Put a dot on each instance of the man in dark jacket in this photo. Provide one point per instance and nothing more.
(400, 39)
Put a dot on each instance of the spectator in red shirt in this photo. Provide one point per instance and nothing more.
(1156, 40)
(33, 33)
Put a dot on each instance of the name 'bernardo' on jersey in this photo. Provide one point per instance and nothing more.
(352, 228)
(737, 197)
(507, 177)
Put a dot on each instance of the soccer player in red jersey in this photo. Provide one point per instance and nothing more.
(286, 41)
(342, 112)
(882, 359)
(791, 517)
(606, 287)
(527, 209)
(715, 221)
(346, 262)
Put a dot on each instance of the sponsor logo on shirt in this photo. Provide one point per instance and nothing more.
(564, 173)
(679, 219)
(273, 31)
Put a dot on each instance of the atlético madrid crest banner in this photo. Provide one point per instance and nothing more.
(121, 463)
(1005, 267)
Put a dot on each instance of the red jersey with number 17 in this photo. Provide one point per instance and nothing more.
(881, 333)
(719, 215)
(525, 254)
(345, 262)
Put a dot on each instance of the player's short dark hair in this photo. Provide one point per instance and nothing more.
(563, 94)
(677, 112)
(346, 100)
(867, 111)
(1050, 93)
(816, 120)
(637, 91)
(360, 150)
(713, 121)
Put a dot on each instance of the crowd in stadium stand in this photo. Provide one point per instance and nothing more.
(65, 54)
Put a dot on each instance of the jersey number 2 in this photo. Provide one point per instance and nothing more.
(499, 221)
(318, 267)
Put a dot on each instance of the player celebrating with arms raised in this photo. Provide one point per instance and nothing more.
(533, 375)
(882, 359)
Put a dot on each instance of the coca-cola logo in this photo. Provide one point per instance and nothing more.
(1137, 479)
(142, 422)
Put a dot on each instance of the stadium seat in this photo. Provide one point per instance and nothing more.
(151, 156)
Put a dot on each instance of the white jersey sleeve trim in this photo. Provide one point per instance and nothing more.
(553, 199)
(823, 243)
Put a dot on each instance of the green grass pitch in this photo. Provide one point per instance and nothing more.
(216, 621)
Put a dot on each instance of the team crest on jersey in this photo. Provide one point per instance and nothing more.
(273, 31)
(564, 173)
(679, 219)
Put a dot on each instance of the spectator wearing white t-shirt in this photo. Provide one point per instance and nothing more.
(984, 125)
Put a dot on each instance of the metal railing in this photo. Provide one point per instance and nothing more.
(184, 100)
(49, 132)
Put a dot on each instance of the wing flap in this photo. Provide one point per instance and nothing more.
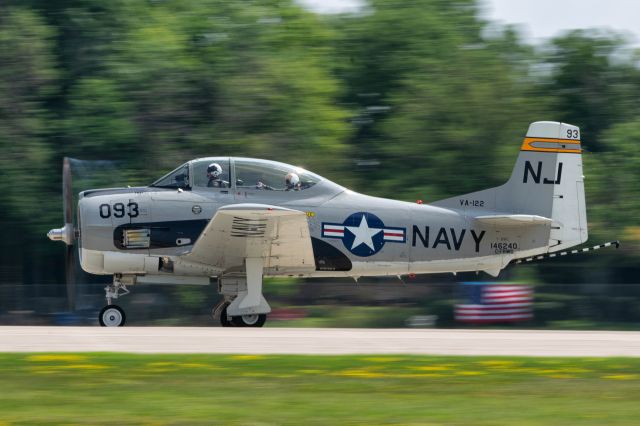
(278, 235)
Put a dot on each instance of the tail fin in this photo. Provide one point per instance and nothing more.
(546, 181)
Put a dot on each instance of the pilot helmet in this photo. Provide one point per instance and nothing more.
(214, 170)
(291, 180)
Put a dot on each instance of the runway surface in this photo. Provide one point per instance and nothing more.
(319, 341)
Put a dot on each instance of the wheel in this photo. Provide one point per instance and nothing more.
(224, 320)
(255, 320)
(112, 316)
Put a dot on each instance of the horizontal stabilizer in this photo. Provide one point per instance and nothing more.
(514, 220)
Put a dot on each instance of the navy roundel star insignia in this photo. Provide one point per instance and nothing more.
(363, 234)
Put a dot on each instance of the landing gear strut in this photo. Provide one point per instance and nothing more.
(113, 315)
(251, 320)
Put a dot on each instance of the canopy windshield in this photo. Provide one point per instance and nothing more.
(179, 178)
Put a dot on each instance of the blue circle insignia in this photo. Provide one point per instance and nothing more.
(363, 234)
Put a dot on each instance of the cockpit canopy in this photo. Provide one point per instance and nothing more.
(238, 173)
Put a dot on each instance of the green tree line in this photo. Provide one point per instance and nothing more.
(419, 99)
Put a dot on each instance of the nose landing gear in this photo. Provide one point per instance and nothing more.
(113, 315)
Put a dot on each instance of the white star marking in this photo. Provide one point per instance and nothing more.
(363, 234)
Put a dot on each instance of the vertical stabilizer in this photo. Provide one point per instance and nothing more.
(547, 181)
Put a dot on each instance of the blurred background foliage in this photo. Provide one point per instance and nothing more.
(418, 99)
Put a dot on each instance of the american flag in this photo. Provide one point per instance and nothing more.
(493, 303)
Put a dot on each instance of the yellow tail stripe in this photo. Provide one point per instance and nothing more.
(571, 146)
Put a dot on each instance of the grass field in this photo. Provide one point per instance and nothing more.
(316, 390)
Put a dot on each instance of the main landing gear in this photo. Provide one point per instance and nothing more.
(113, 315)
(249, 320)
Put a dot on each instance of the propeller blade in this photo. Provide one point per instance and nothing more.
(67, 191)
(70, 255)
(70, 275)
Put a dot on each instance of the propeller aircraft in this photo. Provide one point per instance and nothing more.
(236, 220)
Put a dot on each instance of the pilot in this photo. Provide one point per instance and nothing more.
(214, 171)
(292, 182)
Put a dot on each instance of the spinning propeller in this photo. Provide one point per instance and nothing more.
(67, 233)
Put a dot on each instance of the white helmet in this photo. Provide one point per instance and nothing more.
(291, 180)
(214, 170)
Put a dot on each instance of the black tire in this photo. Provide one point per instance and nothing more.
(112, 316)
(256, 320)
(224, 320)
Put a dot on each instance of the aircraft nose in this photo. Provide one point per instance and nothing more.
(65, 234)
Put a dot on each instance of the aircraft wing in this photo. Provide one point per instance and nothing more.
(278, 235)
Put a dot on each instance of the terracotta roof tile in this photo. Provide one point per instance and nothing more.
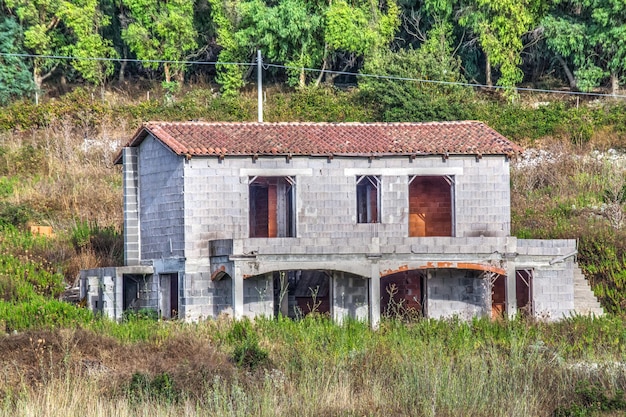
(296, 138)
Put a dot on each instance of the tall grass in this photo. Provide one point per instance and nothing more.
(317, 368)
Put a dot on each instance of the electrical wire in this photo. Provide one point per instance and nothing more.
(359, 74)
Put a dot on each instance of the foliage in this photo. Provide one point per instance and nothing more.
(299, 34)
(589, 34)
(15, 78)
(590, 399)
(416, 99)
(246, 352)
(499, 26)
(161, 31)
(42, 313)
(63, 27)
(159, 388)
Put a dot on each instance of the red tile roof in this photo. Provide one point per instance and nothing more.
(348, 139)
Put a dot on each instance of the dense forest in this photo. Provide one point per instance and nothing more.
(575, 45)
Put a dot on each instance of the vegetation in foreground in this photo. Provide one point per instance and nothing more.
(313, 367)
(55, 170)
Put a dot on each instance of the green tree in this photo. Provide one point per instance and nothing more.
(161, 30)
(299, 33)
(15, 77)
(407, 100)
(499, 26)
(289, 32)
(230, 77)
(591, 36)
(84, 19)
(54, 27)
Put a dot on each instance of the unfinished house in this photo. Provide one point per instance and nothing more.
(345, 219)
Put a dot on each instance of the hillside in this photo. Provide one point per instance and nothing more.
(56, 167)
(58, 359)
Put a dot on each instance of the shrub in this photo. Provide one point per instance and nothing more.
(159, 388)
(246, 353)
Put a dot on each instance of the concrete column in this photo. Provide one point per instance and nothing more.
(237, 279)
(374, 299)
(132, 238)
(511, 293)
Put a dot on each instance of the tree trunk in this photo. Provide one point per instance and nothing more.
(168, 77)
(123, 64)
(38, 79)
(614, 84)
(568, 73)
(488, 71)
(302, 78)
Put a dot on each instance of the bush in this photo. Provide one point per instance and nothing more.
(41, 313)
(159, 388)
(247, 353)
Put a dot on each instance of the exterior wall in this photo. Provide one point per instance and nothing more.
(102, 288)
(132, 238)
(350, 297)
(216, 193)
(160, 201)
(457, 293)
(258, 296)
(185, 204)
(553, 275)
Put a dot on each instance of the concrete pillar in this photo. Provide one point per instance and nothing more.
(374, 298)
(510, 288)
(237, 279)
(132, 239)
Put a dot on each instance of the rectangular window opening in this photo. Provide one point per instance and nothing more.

* [What is expected]: Reproduce only those lines of the entries above that run from the line with "Put a dot on each instance of the dense" to the final line.

* [Output below]:
Put a dot on each instance of the dense forest in this photo. Provide one point per instance and nothing more.
(575, 45)
Put a dot on each instance of the vegetation in foreground in this photo. Provide one point per instance and nothing more.
(313, 367)
(55, 170)
Put a dot on each instance of the green tree in this photo. Provide one point per instance and nothing more.
(161, 30)
(299, 33)
(15, 77)
(407, 100)
(499, 26)
(289, 32)
(230, 77)
(591, 36)
(84, 19)
(54, 27)
Put a dot on each instance of the unfinished house in this photo. Provide one point per instance and nothing more.
(345, 219)
Put a dot on each instance of the hillside in this photo. Provide one point per instance and nothing more.
(56, 167)
(58, 359)
Put a dot on each instance of the shrub in this photo. Provide one point per instance and nothing more.
(159, 388)
(246, 353)
Put a dot on each instance of the concrete column in this photo. Provide one point per instance and nothing more.
(237, 279)
(374, 299)
(132, 238)
(511, 293)
Put a dot on each instance of the tree trunk in this photo. Provide one point per instance and nothing more.
(168, 77)
(123, 64)
(38, 79)
(614, 84)
(568, 73)
(488, 71)
(302, 78)
Put a dot on each instance of the bush in this photo. Provide one point per instance and nothing more.
(41, 313)
(159, 388)
(247, 353)
Put a dot on each instance of the exterior wall in this photo. Provide one point per instance and nothing more.
(102, 288)
(132, 238)
(350, 297)
(216, 193)
(160, 201)
(457, 293)
(258, 296)
(185, 204)
(553, 275)
Put a dot on each instance of the concrete pillar in this photo. Provide one point per instance and nothing more.
(374, 298)
(510, 288)
(237, 279)
(132, 239)
Put a dot on each instance of the rectangular window opening in this photo. Provide one point per instance and nothing more.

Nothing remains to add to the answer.